INPUT DATA:
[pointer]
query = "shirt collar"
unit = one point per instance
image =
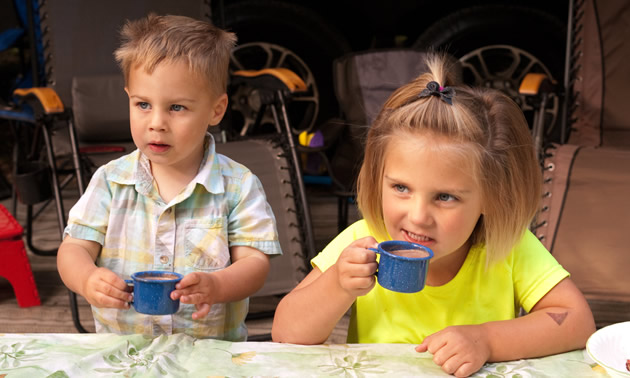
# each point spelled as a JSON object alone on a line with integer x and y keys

* * *

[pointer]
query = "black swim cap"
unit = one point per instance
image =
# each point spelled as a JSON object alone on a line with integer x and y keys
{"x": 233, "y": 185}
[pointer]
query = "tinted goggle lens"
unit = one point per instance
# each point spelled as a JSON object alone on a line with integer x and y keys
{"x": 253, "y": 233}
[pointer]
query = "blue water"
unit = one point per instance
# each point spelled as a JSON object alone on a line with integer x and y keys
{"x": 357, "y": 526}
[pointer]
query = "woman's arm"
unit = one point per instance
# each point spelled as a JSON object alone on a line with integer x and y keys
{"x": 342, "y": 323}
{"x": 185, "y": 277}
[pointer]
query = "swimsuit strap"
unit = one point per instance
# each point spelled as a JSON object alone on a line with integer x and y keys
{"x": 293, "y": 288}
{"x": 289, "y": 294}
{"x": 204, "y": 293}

---

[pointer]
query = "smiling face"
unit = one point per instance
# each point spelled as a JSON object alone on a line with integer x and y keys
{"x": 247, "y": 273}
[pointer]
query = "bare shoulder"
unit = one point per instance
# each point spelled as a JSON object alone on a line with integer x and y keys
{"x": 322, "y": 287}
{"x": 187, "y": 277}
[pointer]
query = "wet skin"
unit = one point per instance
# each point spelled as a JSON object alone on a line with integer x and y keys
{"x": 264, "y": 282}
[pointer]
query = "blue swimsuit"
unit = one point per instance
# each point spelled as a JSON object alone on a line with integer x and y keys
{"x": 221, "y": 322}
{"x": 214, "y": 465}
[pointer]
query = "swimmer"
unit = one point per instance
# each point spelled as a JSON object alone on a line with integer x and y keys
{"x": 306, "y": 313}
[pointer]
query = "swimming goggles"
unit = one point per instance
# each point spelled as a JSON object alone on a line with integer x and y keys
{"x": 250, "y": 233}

WORK INSTRUCTION: Take from the listing above each line that contains the string "blue".

REPLY TO THE EXERCISE:
query = "blue water"
query = "blue swimsuit"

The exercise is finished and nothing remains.